* _Records_:
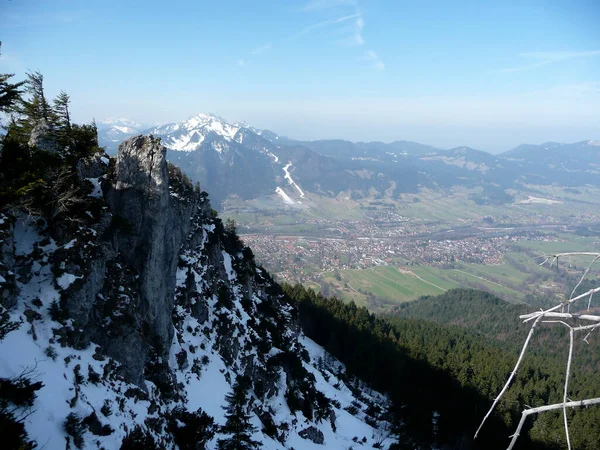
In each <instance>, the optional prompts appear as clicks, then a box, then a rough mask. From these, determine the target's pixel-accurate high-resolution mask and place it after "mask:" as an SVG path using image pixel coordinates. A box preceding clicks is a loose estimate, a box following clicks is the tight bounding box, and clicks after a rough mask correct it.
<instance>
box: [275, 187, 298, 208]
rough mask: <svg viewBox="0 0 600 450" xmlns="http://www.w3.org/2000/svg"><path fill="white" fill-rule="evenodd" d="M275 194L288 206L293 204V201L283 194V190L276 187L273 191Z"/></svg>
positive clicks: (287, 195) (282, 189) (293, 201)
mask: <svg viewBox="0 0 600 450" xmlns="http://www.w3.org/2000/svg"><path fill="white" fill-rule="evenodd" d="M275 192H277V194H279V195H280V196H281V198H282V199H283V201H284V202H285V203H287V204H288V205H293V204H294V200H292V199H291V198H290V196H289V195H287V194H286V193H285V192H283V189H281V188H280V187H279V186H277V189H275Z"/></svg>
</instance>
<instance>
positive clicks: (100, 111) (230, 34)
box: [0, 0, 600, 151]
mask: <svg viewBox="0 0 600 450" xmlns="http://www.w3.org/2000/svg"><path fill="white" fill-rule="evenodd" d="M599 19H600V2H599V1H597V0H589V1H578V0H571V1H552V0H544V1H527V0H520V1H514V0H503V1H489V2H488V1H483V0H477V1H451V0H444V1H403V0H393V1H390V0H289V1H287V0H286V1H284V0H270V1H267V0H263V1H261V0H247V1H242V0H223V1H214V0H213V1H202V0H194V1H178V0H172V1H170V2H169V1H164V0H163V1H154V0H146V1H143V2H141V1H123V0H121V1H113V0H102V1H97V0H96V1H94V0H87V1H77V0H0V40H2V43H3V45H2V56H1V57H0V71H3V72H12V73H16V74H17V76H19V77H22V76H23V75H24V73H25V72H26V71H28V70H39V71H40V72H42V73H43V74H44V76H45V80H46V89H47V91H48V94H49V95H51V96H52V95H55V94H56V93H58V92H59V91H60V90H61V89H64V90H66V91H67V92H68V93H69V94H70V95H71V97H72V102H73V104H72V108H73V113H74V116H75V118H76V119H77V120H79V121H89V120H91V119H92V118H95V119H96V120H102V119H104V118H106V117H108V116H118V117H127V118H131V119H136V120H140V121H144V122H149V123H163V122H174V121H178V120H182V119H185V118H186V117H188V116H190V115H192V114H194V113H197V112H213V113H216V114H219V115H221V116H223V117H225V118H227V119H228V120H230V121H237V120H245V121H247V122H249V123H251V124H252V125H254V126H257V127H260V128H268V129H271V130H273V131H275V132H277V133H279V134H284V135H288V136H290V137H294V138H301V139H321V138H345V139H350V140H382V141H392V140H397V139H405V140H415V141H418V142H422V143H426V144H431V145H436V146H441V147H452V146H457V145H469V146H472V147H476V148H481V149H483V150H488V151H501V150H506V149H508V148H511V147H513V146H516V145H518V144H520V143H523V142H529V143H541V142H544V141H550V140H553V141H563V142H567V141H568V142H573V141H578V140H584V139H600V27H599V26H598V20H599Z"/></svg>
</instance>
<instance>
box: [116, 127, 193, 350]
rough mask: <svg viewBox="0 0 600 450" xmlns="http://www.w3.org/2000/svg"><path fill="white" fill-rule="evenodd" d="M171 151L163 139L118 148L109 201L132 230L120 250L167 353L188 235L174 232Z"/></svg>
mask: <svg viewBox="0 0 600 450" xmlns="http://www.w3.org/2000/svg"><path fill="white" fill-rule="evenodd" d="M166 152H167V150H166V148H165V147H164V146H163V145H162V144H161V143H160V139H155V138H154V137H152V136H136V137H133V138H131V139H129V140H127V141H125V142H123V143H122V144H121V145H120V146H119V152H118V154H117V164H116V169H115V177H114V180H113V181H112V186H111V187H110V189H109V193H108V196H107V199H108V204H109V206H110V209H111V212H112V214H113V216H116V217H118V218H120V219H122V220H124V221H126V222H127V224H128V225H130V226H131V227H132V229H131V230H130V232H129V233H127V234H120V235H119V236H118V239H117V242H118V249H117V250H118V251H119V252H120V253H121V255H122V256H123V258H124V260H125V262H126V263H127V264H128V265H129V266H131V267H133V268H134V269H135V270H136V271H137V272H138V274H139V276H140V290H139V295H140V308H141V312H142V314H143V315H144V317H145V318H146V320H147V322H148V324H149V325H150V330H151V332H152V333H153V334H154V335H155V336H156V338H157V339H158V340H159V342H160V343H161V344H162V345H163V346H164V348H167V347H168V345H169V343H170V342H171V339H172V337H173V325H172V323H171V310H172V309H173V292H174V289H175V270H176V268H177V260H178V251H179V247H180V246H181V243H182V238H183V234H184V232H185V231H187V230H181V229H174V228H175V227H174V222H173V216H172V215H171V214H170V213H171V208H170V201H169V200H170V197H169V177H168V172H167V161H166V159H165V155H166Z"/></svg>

* _What this task involves_: Reproduce the listing from its beginning through the line that contains "box: [275, 187, 298, 208]", including that line, and leave the pictures out.

* _Reply_:
In each <instance>, the optional prompts appear as clicks, then a box, then a rough mask. From these, determine the target's pixel-accurate high-resolution mask and place it after "mask:" as an SVG path using image pixel coordinates. A box preceding clicks is a loose estimate, a box following clicks is the tight bounding box, and clicks after a rough mask correct it.
<instance>
box: [275, 187, 298, 208]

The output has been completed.